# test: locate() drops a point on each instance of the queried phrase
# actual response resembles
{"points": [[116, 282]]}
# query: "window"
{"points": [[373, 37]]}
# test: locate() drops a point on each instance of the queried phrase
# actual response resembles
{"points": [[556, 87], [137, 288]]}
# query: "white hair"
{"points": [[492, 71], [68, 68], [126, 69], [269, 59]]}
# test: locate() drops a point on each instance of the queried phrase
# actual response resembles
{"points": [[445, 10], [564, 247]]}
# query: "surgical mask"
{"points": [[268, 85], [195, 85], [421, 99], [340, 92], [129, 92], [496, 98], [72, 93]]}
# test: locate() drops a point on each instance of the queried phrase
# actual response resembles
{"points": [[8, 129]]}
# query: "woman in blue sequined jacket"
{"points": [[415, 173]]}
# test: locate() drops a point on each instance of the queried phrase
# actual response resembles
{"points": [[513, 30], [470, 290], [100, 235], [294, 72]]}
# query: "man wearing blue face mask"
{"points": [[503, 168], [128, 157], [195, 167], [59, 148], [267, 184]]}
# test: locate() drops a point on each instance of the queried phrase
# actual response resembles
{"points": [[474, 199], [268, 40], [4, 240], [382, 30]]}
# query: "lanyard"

————

▶ [What you should do]: Each line of the data is to be output exactly, with none skipped.

▶ [Task output]:
# test: locate() drops a point on each instance of the queried phrase
# actual response resembles
{"points": [[116, 282]]}
# query: "window"
{"points": [[373, 37]]}
# test: locate() drops a point on each instance of the queried phrase
# actual response resembles
{"points": [[556, 87], [137, 288]]}
# query: "white hair"
{"points": [[492, 71], [68, 68], [126, 69], [269, 59]]}
# test: locate() drops a point on each instance of the queried phrase
# actual response resembles
{"points": [[445, 10], [564, 247]]}
# query: "surgical mask"
{"points": [[268, 85], [195, 85], [421, 99], [340, 92], [129, 92], [496, 98], [72, 93]]}
# test: locate() drops a point on each instance of the queried phrase
# actual response resembles
{"points": [[8, 129]]}
# query: "woman in blue sequined jacket"
{"points": [[415, 173]]}
# test: locate() drops a point on each instance of the queried phrase
# actual response resembles
{"points": [[513, 30], [470, 290], [100, 235], [294, 72]]}
# query: "man wearing blue face mask"
{"points": [[503, 168], [128, 157], [195, 167], [59, 148], [267, 184]]}
# test: locate() drops a point on each instance of the queried phrase
# actual response resembles
{"points": [[474, 199], [268, 40], [4, 240], [382, 30]]}
# query: "lanyard"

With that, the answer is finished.